++++ Supplied passage
CBS 58 Investigates: Wisconsin hospital bed supply strained in pandemic plans
MILWAUKEE (CBS 58) – First schools, then bars and restaurants, now malls. All the closures may seem dramatic, but they’re being done in order to slow the spread of coronavirus. Wisconsin pandemic plans published in 2007 used the 1918 Spanish Flu as a guide. They show the numbers of people needing to be hospitalized far outstrips the supply of beds.
State health officials have so far been unable to answer whether the supply of hospital beds and ventilators are adequate in this state.
“That’s the conversation we’re having right now,” said Department of Health Services Director Designee Andrea Palm.
Palm said the state is trying to get that figured out. But two reports from 2007 paint a bleak picture.
The Milwaukee Health Department Pandemic Flu Plan showed 32,724 people could die across Wisconsin.
170,599 people would need to be hospitalized.
Wisconsin’s Pandemic Operations Plan said there were only 12,922 staffed hospital beds in the state. The state plan said hospitals could add an additional 17,700 beds for a limited time, increasing the bed count to 30,622.
It also projected 40 percent of hospital employees could get sick.
Wisconsin Governor Tony Evers said that’s why social distancing measures are necessary.
“We need our health care workers, our direct care workers, first responders, military to stay healthy,” said Evers.
The state plan also said ventilators would be in short supply.
The state projected at the peak of a flu pandemic 566 ventilators would be used by flu patients. That was 60 percent of the supply in Wisconsin at the time, meaning the state had 943 total when the report was published in 2007.
Palm couldn’t answer how many the state has currently.
“We’re working very closely with our health partners around the state to do that kind of inventory,” said Palm.
The American Hospital Directory’s current count of Wisconsin beds is lower than what the state planned for in 2007: 11,050.
The Harvard Global Health Institute released a model based on those numbers and infection rates. It showed Milwaukee would run out of beds if 20 percent of Milwaukee’s population were infected between six and 12 months.
++++++++
++++ Supplied material
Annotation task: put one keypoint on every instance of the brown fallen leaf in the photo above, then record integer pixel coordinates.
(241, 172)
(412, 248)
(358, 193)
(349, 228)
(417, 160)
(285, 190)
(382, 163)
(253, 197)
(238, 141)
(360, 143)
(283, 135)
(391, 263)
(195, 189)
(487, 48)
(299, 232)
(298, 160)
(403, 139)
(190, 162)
++++++++
[Exercise directions]
From the report on Wisconsin hospital bed supply, reproduce word for word the part that opens with "CBS 58 Investigates: Wisconsin" and closes with "in this state.".

[Expected output]
CBS 58 Investigates: Wisconsin hospital bed supply strained in pandemic plans
MILWAUKEE (CBS 58) – First schools, then bars and restaurants, now malls. All the closures may seem dramatic, but they’re being done in order to slow the spread of coronavirus. Wisconsin pandemic plans published in 2007 used the 1918 Spanish Flu as a guide. They show the numbers of people needing to be hospitalized far outstrips the supply of beds.
State health officials have so far been unable to answer whether the supply of hospital beds and ventilators are adequate in this state.